MLO of record MLO.100007700 / NMLS#233568 / CHM NMLS#127716.

Posted in:General
Posted by Richard Sardella MLO.100007700/NMLS 233568 on June 17th, 2019 10:10 AM
Daily Market Analysis

Early this morning (8:00 am ET) the 10 yr. was down to 2.07% -3 bps from yesterday; it didn't last long, however, by 8:30 back to unchanged from yesterday at 2.10%. The first MBS quotes this morning general unchanged from yesterday.

At 8:30 am ET May retail sales; sales were expected to have increased 0.7% were up 0.5%. Excluding auto sales expectations were +0.4%, as reported +0.5%. Less autos and gas thought to be +0.4%, increased 0.5%. April retail sales originally reported -0.2% was revised to +0.3%; excluding autos April revised from +0.1% to +0.5%, less autos and gas from -0.2% to +0.3%. Strength in general merchandise, a large component that includes department stores and which has posted gains of 0.7 percent in May and 0.8 and 1.2 percent in April and March. Non-store retailers, at 1.4 percent in May, have shown similar strength with restaurants, at May's 0.7 percent, also very solid in a sign of discretionary strength. This report will increase the Atlanta Fed GDPNow forecast.

A report on business conditions released by Morgan Stanley declined to the lowest reading since 2008. Indicators from services to manufacturing and hiring all cooled, dragging the headline index to 13, far below the 33 threshold consistent with positive real economic growth, economists at Morgan Stanley led by Ellen Zentner wrote in a note. Signs of slowing economic expansion have fueled speculation the Federal Reserve will cut rates this year, spurring this month's rallies in bonds and stocks. The services sub-index dropped to the lowest since July 2012, while gauges of hiring, capital expenditure plans, and pricing power all fell. According to the comments, the uncertainty around trade policy is probably not the main cause, the economists wrote. The survey respondents pointed to headwinds, including weaker commodity prices for oil-related companies and a deflating consumer spending boom for retailers.

----------

• INSTRUCTIONS TO FOLLOW
Answer these questions from the market analysis:
1. At 8:30 am ET, what was the 10-year yield?
2. By what percentage did May retail sales rise?
3. To what number did the Morgan Stanley headline index fall?
The items that follow have no connection to the text above.

----------

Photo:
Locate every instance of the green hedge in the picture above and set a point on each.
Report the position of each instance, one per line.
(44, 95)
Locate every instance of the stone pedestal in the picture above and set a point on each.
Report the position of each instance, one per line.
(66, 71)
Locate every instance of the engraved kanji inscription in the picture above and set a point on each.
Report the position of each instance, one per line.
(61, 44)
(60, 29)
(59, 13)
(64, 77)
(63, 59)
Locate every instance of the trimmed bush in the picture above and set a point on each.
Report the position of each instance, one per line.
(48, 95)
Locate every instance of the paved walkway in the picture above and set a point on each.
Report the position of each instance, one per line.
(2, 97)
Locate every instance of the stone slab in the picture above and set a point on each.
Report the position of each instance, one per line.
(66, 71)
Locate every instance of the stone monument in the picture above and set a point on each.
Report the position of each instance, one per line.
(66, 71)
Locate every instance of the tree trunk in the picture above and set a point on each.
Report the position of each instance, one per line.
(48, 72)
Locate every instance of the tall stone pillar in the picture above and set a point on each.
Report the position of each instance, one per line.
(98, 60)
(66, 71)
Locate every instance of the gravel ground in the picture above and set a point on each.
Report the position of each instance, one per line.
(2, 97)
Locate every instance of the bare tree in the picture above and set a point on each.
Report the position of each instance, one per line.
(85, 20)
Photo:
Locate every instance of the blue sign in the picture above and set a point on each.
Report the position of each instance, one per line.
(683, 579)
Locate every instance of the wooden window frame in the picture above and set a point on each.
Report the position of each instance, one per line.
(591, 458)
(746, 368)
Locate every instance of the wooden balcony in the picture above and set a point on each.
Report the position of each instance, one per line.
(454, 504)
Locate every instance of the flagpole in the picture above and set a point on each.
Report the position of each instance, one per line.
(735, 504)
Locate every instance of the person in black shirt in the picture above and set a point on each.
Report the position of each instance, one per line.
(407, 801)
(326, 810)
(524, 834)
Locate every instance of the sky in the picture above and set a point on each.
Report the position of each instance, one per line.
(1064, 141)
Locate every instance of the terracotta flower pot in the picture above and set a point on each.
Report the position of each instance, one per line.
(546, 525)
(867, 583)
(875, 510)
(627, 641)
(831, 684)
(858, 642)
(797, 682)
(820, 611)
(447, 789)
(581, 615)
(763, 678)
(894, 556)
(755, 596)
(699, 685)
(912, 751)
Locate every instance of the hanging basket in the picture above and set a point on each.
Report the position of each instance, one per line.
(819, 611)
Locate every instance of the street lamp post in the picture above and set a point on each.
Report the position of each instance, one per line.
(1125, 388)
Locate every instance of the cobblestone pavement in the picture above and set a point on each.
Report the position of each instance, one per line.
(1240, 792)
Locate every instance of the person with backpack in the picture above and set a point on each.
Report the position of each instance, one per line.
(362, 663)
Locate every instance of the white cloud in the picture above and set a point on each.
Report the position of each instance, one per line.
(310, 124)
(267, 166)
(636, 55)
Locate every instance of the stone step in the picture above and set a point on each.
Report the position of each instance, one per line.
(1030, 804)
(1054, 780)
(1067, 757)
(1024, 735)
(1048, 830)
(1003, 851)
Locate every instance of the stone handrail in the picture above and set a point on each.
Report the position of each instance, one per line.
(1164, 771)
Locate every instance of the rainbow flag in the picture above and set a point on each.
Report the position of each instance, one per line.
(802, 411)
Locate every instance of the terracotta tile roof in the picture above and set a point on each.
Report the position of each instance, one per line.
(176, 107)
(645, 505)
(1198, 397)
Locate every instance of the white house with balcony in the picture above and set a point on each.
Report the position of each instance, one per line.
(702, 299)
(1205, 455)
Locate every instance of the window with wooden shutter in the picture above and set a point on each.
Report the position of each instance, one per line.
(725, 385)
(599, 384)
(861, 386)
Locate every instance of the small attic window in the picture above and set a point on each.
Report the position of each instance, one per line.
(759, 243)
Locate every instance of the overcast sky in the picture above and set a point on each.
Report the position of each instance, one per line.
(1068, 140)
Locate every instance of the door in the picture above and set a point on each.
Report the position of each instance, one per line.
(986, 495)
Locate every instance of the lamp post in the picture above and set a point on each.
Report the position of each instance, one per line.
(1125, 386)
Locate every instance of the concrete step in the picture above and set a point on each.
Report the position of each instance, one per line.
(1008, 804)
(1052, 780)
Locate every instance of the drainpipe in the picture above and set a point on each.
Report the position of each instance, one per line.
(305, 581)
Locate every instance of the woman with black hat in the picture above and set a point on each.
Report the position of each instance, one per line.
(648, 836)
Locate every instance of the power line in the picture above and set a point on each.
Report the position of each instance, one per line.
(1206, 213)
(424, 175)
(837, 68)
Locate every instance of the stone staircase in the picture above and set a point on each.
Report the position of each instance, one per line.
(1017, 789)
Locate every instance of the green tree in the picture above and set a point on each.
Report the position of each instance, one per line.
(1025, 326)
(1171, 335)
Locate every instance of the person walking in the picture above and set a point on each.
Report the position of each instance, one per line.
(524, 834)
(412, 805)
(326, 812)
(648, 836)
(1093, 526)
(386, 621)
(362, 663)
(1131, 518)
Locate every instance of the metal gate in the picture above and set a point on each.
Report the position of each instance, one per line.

----------

• COMPLETE RESPONSE
1. 2.10%
2. 0.5%
3. 13